• **Written task**:
Rewrite all of the entries, swapping "Changelog note" for "Update note" wherever it appears and leaving every other word unchanged.

(Excerpts of pointing data)
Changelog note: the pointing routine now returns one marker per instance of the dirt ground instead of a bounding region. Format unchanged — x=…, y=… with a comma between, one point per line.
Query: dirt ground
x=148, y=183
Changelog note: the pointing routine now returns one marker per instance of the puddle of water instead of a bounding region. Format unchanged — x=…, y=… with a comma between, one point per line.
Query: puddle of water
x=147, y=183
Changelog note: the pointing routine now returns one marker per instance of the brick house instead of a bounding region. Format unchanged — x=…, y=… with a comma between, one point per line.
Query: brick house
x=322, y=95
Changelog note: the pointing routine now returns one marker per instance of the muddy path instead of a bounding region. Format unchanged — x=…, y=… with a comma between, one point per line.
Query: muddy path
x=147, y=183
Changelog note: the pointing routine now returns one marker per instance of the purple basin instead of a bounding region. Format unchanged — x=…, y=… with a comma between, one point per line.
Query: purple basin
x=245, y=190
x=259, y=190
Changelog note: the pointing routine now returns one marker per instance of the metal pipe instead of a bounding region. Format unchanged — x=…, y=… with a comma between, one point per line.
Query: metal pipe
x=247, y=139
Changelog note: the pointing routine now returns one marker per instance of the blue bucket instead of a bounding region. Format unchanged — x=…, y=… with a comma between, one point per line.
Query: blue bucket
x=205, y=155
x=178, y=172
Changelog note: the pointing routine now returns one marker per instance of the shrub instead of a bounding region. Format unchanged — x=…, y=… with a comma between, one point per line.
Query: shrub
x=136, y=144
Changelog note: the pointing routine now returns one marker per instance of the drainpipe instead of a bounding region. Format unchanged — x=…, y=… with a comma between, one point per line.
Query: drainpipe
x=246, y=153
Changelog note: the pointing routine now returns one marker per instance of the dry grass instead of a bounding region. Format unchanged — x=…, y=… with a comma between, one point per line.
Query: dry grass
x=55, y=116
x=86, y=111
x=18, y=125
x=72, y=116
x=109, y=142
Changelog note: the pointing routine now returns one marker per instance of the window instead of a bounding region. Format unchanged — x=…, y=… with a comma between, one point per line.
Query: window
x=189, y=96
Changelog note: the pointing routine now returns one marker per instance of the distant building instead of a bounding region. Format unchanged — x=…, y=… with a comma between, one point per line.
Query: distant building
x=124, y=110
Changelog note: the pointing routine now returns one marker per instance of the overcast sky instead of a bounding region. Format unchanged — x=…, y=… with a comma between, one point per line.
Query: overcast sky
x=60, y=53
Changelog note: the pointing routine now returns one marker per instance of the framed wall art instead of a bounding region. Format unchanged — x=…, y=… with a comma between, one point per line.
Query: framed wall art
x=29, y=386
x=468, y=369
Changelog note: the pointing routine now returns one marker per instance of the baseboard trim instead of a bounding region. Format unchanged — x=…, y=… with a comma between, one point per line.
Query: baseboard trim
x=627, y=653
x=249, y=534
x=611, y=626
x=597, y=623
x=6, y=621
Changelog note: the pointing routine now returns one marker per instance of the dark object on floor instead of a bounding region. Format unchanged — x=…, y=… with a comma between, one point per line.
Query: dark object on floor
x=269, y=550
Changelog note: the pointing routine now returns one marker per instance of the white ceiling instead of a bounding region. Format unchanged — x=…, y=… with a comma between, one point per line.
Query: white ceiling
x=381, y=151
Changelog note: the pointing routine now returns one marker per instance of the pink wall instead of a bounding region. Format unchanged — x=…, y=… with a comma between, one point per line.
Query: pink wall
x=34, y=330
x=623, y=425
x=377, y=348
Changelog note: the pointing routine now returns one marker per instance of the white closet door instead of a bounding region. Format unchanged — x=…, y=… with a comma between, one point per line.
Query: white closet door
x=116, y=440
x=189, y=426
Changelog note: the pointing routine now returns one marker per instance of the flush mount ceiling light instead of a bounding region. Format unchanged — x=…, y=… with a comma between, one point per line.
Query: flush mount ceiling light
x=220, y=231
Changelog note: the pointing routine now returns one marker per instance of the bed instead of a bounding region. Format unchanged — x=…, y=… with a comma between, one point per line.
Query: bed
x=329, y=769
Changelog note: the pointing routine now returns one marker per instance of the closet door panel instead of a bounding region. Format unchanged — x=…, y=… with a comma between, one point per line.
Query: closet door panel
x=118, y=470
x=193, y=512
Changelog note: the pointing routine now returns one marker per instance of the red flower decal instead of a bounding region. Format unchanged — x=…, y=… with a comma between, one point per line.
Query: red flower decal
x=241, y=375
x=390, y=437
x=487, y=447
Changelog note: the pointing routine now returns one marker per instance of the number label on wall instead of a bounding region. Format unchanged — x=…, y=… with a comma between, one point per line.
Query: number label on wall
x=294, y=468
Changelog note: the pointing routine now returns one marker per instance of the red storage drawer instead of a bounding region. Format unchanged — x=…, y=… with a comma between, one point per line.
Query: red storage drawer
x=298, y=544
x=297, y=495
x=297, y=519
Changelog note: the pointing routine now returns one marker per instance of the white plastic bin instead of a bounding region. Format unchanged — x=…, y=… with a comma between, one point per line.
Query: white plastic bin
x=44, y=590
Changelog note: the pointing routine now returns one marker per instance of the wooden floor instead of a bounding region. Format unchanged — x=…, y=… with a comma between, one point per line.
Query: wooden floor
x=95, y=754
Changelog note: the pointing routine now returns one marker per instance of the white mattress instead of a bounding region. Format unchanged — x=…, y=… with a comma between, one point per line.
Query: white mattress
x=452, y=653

• **Completed task**:
Update note: the pointing routine now returns one marker per instance of the dirt ground instead of a bounding region. Format unchanged — x=…, y=… with a comma between, one point per line.
Query: dirt ground
x=148, y=183
Update note: the pointing routine now returns one marker per instance of the puddle of water instead of a bounding region. Format unchanged — x=…, y=… with a comma between, one point per line.
Query: puddle of water
x=147, y=183
Update note: the pointing routine now returns one marker per instance of the brick house instead of a bounding region. Format unchanged — x=…, y=… with a comma between, one point per line.
Query: brick house
x=322, y=95
Update note: the pointing routine now returns one marker per instance of the muddy path instead of a bounding region. Format unchanged — x=…, y=… with a comma between, one point per line.
Query: muddy path
x=147, y=183
Update note: the pointing routine now returns one marker per instance of the purple basin instead of a bounding region. Format unchanged — x=…, y=… with a comma between, one point per line.
Query: purple basin
x=245, y=190
x=259, y=190
Update note: the pointing routine now returns one marker per instance of the metal pipe instead of a bounding region. Format unchanged — x=…, y=… with a comma between, one point per line.
Query: metal pipe
x=247, y=139
Update note: the pointing routine now returns one marker per instance of the blue bucket instead of a bounding region. Format unchanged — x=…, y=… with a comma between, one point per line.
Query: blue bucket
x=205, y=155
x=178, y=172
Update note: the pointing routine now returns one marker per instance of the shrub instead of a bounding region. Format unchanged — x=…, y=… with a comma between, one point per line.
Query: shrub
x=136, y=144
Update note: the pointing routine now returns one marker per instance of the drainpipe instead of a bounding region. Format unchanged — x=…, y=… with a comma between, one point per line.
Query: drainpipe
x=246, y=153
Update note: the pointing routine now returns one marker per instance of the dry grass instead of a bounding region. Format unchanged — x=…, y=… with a comma between, one point per line.
Query: dry grass
x=55, y=116
x=86, y=111
x=18, y=125
x=72, y=116
x=109, y=142
Update note: the pointing routine now returns one marker per instance of the window instead of a bounding region. Format unchanged — x=…, y=… with a comma between, one point per line.
Query: window
x=189, y=96
Update note: the pointing routine now returns one marker per instance of the distant building instead of a bounding region. Format unchanged — x=…, y=… with a comma between, one point per line.
Query: distant building
x=124, y=110
Update note: the pointing routine now returns one marker per instance of the overcast sky instead of a bounding region. Format unchanged — x=…, y=… with a comma between, one point per line.
Query: overcast sky
x=60, y=53
Update note: the pointing routine now returns one marker per instance of the framed wall art instead of a bounding region. Format unchanged — x=…, y=… with a comma between, one point per line.
Query: framed wall art
x=29, y=386
x=468, y=369
Update note: the pointing routine now returns one marker per instance of the baseboard trim instead of a bounding region. Format unchanged — x=…, y=… with a comma between, one point per line.
Query: baseboard trim
x=627, y=653
x=249, y=534
x=611, y=626
x=597, y=623
x=6, y=621
Update note: the pointing routine now returns one marker per instance of the dark object on floor instead of a bounding region. Format unchanged — x=…, y=… with a comma between, one point per line.
Query: dark object on floor
x=269, y=550
Update note: the pointing routine now returns one marker per instance of the white ceiling instead of a bounding region. Format unchanged — x=…, y=… with a comma between, one point per line.
Query: white ceiling
x=381, y=151
Update note: the pointing routine now returns one marker per instance of the pink wall instead of a bounding region. Format unchanged — x=…, y=… with a comma between, one point per line.
Query: pink wall
x=34, y=330
x=623, y=425
x=377, y=348
Update note: the pointing routine now returns one marker per instance of the white closet door instead of a bounding region. Format unchanged — x=…, y=… with a comma between, one point per line.
Query: white closet door
x=116, y=440
x=189, y=426
Update note: the pointing routine now returns one marker per instance of the flush mount ceiling light instead of a bounding region. Format unchanged — x=…, y=… with a comma between, one point per line.
Query: flush mount ceiling light
x=220, y=231
Update note: the pointing routine now returns one marker per instance of the bed instead of a bounding region. Format unchanged — x=…, y=… with a comma between, one point per line.
Query: bed
x=329, y=769
Update note: the pointing routine now returns one marker per instance of the closet door panel instead of a bounding region. Format unchanged — x=…, y=… with a comma between, one point per line.
Query: closet door panel
x=118, y=470
x=193, y=512
Update note: the pointing routine now returns one marker per instance of the red flower decal instead of a bounding region. Format unchanged — x=…, y=… with a comma between, one point per line.
Query: red flower decal
x=241, y=375
x=390, y=437
x=487, y=447
Update note: the pointing routine now returns one marker per instance of the number label on wall instead of a bounding region. Format unchanged — x=…, y=… with a comma between, one point per line.
Query: number label on wall
x=294, y=468
Update note: the pointing routine now returns one marker per instance of the red storage drawer instead of a bounding region. Format unchanged — x=…, y=… with a comma between, one point per line.
Query: red storage drawer
x=298, y=544
x=297, y=495
x=297, y=519
Update note: the pointing routine now returns one marker per instance of the white plastic bin instead of a bounding region. Format unchanged — x=…, y=… with a comma between, one point per line.
Query: white plastic bin
x=44, y=590
Update note: the pointing routine now returns one marker per instance of the wooden floor instead of a bounding region. Format unchanged — x=…, y=… with a comma between, one point per line.
Query: wooden floor
x=95, y=754
Update note: the pointing routine now returns one marker per instance of the white mattress instead of a bounding region. Format unchanged — x=…, y=… with a comma between, one point per line.
Query: white mattress
x=452, y=653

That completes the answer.